Copy each line exactly.

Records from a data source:
--
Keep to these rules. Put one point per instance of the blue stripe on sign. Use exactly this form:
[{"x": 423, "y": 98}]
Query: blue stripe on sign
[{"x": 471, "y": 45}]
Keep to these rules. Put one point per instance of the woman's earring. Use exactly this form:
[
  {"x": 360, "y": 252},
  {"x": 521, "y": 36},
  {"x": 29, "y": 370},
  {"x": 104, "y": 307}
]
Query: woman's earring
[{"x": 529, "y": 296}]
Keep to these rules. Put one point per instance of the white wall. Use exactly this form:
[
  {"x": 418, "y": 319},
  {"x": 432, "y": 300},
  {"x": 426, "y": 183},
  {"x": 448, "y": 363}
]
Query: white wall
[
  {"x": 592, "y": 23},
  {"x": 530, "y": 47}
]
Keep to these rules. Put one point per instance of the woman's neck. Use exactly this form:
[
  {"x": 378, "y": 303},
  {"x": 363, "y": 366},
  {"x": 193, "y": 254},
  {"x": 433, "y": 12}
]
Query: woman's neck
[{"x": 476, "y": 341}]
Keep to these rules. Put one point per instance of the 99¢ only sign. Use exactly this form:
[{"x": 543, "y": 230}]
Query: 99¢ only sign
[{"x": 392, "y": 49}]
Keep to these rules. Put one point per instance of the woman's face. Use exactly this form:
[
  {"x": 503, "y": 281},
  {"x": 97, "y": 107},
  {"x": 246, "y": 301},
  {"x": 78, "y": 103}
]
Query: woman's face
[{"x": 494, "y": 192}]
--
Complete output
Keep to these rules. Put one point per instance of the blue stripe on sign. Use exactly this form:
[{"x": 423, "y": 98}]
Query: blue stripe on sign
[{"x": 471, "y": 45}]
Keep to these rules. Put one point per instance of the woman's earring. Use exactly this form:
[
  {"x": 360, "y": 252},
  {"x": 521, "y": 36},
  {"x": 29, "y": 370},
  {"x": 104, "y": 307}
]
Query: woman's earring
[{"x": 529, "y": 296}]
Keep to these rules. Put one point per instance of the white wall. Use exactly this form:
[
  {"x": 418, "y": 319},
  {"x": 432, "y": 300},
  {"x": 426, "y": 183},
  {"x": 448, "y": 363}
]
Query: white wall
[
  {"x": 592, "y": 23},
  {"x": 530, "y": 47}
]
Keep to these rules. Put one point per instance of the woman's neck. Use exactly this form:
[
  {"x": 378, "y": 303},
  {"x": 363, "y": 366},
  {"x": 193, "y": 254},
  {"x": 433, "y": 12}
]
Query: woman's neck
[{"x": 476, "y": 341}]
Keep to these rules. Put one point per instance of the 99¢ only sign. Use exactly this form:
[{"x": 543, "y": 230}]
Query: 99¢ only sign
[{"x": 392, "y": 49}]
Keep to these rules. Put one point per instance of the woman's face. Use exactly this form:
[
  {"x": 503, "y": 281},
  {"x": 97, "y": 107},
  {"x": 246, "y": 301},
  {"x": 78, "y": 103}
]
Query: woman's face
[{"x": 494, "y": 192}]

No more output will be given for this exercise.